_Document excerpt:_
The killing of Solomon Tekah, a 19 year-old Ethiopian-Israeli man, by an off-duty police officer has ignited a new wave of demonstrations against police brutality in Israel and drawn comparisons with the United States’ “Ferguson” tipping point.
The protests highlight the local Ethiopian community’s decades-long grievances against racial discrimination in Israel. Demonstrations against the Tekah shooting have turned violent with Molotov cocktails thrown, cars torched, hundreds arrested, and according to reports, nearly 110 police officers were also wounded.
The latest wave of demonstrations comes on the heels of a police shooting earlier this year, where protestors blocked major roads in Tel Aviv and got in violent clashes with police.
The outcry in Israel following police shooting of young black men has been compared with 2014’s “Black Lives Matter” demonstrations in US cities against the police shootings of unarmed black men. The parallels are a “fair comparison to what is happening in the States,” said Mazal Bisawer, the spokeswoman for the Association of Ethiopian Jews, a Ethiopian-Israeli advocacy organization based in Jerusalem.
According to local reports, the police officer involved in the Tekah shooting is likely to be charged with negligent homicide. Bisawer, who believes there was no justification for the shooting, says the community now only waits for the finalization of the investigation.

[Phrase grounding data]
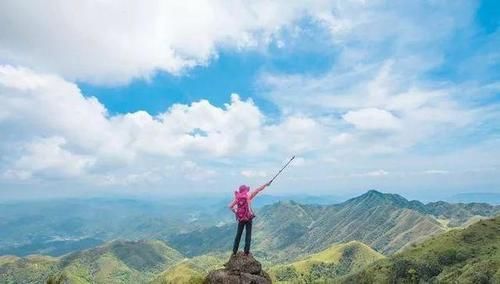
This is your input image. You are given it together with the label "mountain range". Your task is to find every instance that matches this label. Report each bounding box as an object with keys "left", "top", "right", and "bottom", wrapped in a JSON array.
[
  {"left": 339, "top": 217, "right": 500, "bottom": 283},
  {"left": 0, "top": 190, "right": 500, "bottom": 284},
  {"left": 167, "top": 190, "right": 500, "bottom": 262}
]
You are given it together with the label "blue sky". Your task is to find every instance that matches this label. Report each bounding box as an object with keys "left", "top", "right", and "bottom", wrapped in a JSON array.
[{"left": 0, "top": 1, "right": 500, "bottom": 199}]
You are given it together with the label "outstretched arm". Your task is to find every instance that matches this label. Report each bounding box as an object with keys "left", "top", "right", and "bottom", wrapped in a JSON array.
[
  {"left": 250, "top": 181, "right": 271, "bottom": 199},
  {"left": 228, "top": 198, "right": 236, "bottom": 212}
]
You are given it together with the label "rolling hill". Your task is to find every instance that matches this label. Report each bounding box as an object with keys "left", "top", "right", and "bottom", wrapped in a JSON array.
[
  {"left": 168, "top": 190, "right": 500, "bottom": 262},
  {"left": 0, "top": 241, "right": 184, "bottom": 283},
  {"left": 341, "top": 217, "right": 500, "bottom": 283},
  {"left": 269, "top": 241, "right": 384, "bottom": 283}
]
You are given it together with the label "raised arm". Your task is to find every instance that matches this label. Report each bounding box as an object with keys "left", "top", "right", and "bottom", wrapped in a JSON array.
[
  {"left": 228, "top": 198, "right": 236, "bottom": 212},
  {"left": 250, "top": 181, "right": 271, "bottom": 199}
]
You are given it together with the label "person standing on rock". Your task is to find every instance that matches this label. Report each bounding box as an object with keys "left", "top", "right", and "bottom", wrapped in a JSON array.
[{"left": 229, "top": 180, "right": 272, "bottom": 255}]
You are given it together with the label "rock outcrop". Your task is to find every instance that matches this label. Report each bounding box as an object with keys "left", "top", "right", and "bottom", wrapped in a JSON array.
[{"left": 205, "top": 253, "right": 271, "bottom": 284}]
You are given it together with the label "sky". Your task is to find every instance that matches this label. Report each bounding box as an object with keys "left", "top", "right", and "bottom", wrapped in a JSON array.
[{"left": 0, "top": 0, "right": 500, "bottom": 200}]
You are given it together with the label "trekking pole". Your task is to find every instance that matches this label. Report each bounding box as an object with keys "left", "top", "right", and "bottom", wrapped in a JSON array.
[{"left": 269, "top": 156, "right": 295, "bottom": 184}]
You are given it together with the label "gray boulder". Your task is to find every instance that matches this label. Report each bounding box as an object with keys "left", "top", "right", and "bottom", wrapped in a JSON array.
[{"left": 204, "top": 253, "right": 271, "bottom": 284}]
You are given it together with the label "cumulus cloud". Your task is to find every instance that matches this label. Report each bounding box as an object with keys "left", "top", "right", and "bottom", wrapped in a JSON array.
[
  {"left": 342, "top": 108, "right": 400, "bottom": 130},
  {"left": 0, "top": 65, "right": 322, "bottom": 185},
  {"left": 0, "top": 0, "right": 336, "bottom": 84}
]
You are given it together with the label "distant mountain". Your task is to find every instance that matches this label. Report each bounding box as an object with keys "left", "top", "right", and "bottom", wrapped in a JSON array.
[
  {"left": 0, "top": 198, "right": 232, "bottom": 256},
  {"left": 0, "top": 241, "right": 184, "bottom": 283},
  {"left": 168, "top": 190, "right": 500, "bottom": 261},
  {"left": 269, "top": 241, "right": 384, "bottom": 283},
  {"left": 447, "top": 192, "right": 500, "bottom": 205},
  {"left": 340, "top": 217, "right": 500, "bottom": 283}
]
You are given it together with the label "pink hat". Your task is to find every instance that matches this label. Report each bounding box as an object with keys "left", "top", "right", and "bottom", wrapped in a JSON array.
[{"left": 239, "top": 184, "right": 250, "bottom": 193}]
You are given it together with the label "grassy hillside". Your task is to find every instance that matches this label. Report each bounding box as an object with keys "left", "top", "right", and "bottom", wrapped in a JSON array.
[
  {"left": 0, "top": 241, "right": 184, "bottom": 283},
  {"left": 269, "top": 241, "right": 384, "bottom": 283},
  {"left": 151, "top": 260, "right": 206, "bottom": 284},
  {"left": 342, "top": 217, "right": 500, "bottom": 283},
  {"left": 0, "top": 255, "right": 58, "bottom": 284}
]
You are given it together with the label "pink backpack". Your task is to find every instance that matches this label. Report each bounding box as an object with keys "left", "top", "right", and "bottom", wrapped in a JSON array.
[{"left": 234, "top": 191, "right": 255, "bottom": 222}]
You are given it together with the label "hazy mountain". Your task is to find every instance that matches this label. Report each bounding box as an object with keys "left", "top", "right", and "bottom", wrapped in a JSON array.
[
  {"left": 168, "top": 190, "right": 500, "bottom": 261},
  {"left": 0, "top": 241, "right": 184, "bottom": 283},
  {"left": 447, "top": 192, "right": 500, "bottom": 205},
  {"left": 342, "top": 217, "right": 500, "bottom": 283},
  {"left": 0, "top": 198, "right": 232, "bottom": 256},
  {"left": 268, "top": 241, "right": 384, "bottom": 283}
]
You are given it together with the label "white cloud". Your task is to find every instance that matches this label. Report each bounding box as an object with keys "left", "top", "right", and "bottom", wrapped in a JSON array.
[
  {"left": 240, "top": 170, "right": 268, "bottom": 178},
  {"left": 0, "top": 0, "right": 334, "bottom": 84},
  {"left": 0, "top": 65, "right": 324, "bottom": 185},
  {"left": 342, "top": 108, "right": 400, "bottom": 130},
  {"left": 9, "top": 137, "right": 95, "bottom": 179}
]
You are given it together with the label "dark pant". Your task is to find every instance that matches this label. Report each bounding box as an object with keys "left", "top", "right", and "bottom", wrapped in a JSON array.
[{"left": 233, "top": 220, "right": 252, "bottom": 253}]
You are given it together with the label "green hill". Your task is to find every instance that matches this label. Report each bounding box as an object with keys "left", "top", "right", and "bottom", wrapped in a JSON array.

_What you should do:_
Reproduce the portion of the news report on the Solomon Tekah protests that begins at the words "The outcry in" and stops after the words "of the investigation.".

_Result below:_
The outcry in Israel following police shooting of young black men has been compared with 2014’s “Black Lives Matter” demonstrations in US cities against the police shootings of unarmed black men. The parallels are a “fair comparison to what is happening in the States,” said Mazal Bisawer, the spokeswoman for the Association of Ethiopian Jews, a Ethiopian-Israeli advocacy organization based in Jerusalem.
According to local reports, the police officer involved in the Tekah shooting is likely to be charged with negligent homicide. Bisawer, who believes there was no justification for the shooting, says the community now only waits for the finalization of the investigation.